Region segmentation data
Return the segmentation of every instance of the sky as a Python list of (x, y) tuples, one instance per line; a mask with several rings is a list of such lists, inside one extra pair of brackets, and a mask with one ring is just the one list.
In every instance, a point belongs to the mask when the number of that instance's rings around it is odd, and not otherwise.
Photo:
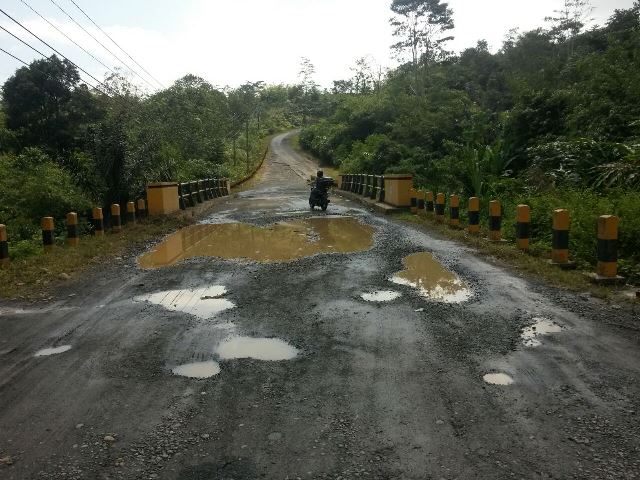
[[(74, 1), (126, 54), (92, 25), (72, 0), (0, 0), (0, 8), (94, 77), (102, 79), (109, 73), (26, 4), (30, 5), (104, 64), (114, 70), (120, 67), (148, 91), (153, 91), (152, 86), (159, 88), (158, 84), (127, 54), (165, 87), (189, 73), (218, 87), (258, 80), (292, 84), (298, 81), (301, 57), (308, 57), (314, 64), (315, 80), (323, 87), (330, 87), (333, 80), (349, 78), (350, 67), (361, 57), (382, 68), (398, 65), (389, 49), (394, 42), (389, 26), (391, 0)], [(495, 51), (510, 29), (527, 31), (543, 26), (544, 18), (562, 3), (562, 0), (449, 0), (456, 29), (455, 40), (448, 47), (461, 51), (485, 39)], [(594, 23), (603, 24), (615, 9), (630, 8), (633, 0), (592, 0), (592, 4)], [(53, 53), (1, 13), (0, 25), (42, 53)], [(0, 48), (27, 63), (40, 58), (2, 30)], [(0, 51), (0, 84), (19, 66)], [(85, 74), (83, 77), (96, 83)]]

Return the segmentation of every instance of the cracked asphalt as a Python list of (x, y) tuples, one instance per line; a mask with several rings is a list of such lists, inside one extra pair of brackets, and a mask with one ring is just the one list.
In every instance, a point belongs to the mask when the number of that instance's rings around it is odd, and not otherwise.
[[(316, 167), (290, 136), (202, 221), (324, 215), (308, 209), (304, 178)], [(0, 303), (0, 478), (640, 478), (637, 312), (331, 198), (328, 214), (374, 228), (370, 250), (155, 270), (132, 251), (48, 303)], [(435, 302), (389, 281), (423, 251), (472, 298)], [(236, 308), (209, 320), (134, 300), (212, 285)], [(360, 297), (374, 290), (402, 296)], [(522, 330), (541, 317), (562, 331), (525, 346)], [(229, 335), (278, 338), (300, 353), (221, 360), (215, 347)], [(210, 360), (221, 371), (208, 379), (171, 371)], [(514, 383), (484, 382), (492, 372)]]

Set exercise => Will you copy out all of the data above word for word, leaving out the pictures?

Correct output =>
Return the segmentation of every instance of the sky as a Python list of (x, y) tuples, one instance per line; a mask with several rings is a list of such lists, inside one extra pair of brackets, and a mask with one ring is just the one list.
In every instance, a point belongs to the mask when the number of that instance's rings around it is odd, and not otherwise.
Photo:
[[(74, 1), (126, 54), (92, 25), (72, 0), (0, 0), (0, 8), (94, 77), (102, 79), (109, 73), (26, 4), (30, 5), (104, 64), (114, 70), (120, 67), (148, 91), (153, 91), (152, 86), (159, 88), (158, 84), (127, 54), (165, 87), (189, 73), (218, 87), (258, 80), (292, 84), (298, 81), (301, 57), (308, 57), (314, 64), (315, 80), (323, 87), (330, 87), (333, 80), (349, 78), (350, 67), (361, 57), (382, 68), (398, 65), (389, 49), (394, 42), (389, 26), (391, 0)], [(495, 51), (510, 29), (527, 31), (543, 26), (544, 18), (562, 3), (562, 0), (449, 0), (456, 29), (455, 40), (448, 47), (461, 51), (485, 39)], [(594, 23), (603, 24), (615, 9), (630, 8), (633, 0), (592, 0), (592, 4)], [(53, 53), (1, 13), (0, 25), (42, 53)], [(0, 48), (27, 63), (40, 58), (2, 30)], [(0, 51), (0, 84), (19, 66)], [(85, 74), (83, 77), (96, 83)]]

Return the segmentation of every instance of the cracked asphalt as a Python list of (x, y) tuples, one instance per line; a mask with several rings is a list of such lists, inside one extra pair of brackets, and a mask with one ring is just the one list.
In every instance, a point belongs to the mask when the number of that instance's rings around it is odd, and not otherwise.
[[(316, 167), (290, 136), (202, 221), (324, 215), (308, 209), (304, 178)], [(0, 303), (0, 478), (640, 478), (637, 312), (331, 198), (328, 214), (374, 228), (370, 250), (155, 270), (132, 251), (48, 303)], [(435, 302), (389, 281), (423, 251), (472, 298)], [(236, 308), (209, 320), (134, 300), (212, 285)], [(360, 297), (374, 290), (402, 296)], [(522, 330), (541, 317), (562, 331), (525, 346)], [(229, 335), (278, 338), (300, 353), (221, 360), (215, 347)], [(210, 360), (221, 371), (208, 379), (171, 371)], [(514, 383), (484, 382), (492, 372)]]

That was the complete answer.